::: Data to process :::
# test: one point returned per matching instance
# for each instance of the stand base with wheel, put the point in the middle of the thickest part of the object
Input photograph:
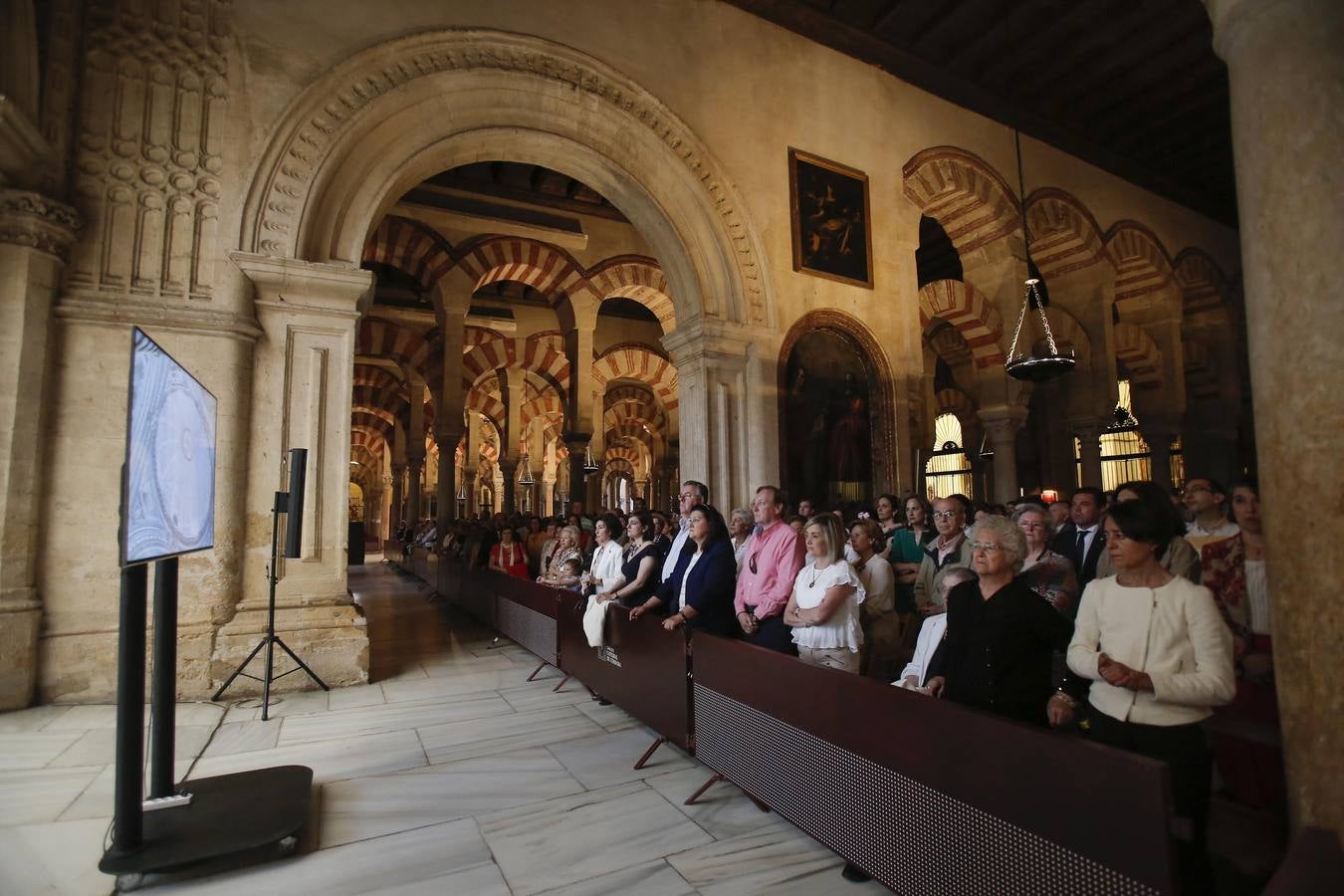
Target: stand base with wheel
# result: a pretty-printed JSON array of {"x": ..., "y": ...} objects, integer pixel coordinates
[{"x": 249, "y": 815}]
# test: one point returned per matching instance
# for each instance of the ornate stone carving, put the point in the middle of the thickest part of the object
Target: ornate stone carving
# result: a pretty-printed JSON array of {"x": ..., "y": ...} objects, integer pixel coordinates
[
  {"x": 146, "y": 158},
  {"x": 60, "y": 80},
  {"x": 363, "y": 80},
  {"x": 34, "y": 220}
]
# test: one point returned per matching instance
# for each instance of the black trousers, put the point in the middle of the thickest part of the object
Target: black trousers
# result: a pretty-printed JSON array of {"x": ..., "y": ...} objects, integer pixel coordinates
[
  {"x": 775, "y": 635},
  {"x": 1187, "y": 754}
]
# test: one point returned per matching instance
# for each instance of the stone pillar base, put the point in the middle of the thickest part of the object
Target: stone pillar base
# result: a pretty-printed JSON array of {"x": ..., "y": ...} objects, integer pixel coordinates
:::
[What you should do]
Lines before the one containing "Target: stand base with wheel" stay out; reproduce that line and all the lines after it, through the end of the listing, exactly.

[Answer]
Target: stand base with wheel
# result: a pretty-printed JSON array of {"x": ..., "y": ...} objects, integer pixel coordinates
[{"x": 249, "y": 815}]
# test: one point returned per matching instance
# for each instance of the ornate stone carving, put the point in the middle of the thickest part of the object
Target: ornate stone carving
# result: a pretty-printed JSON array of {"x": ..., "y": ...} objects, integer pixel coordinates
[
  {"x": 146, "y": 158},
  {"x": 60, "y": 80},
  {"x": 363, "y": 80},
  {"x": 34, "y": 220}
]
# test: one point returned per matching instance
# for each instance of the black trousers, put the point in the middle of the thickest part of the object
Target: black trousers
# result: a pretty-printed JSON array of {"x": ..., "y": ...} objects, integer pixel coordinates
[
  {"x": 775, "y": 635},
  {"x": 1187, "y": 754}
]
# test: one point returned per matching instance
# for each instance of the stone pillar base, put the point in the middle of the thickest part of the object
Target: stone pillar base
# result: a pretty-printed JSON array of {"x": ..., "y": ...} objects, integer pixel coordinates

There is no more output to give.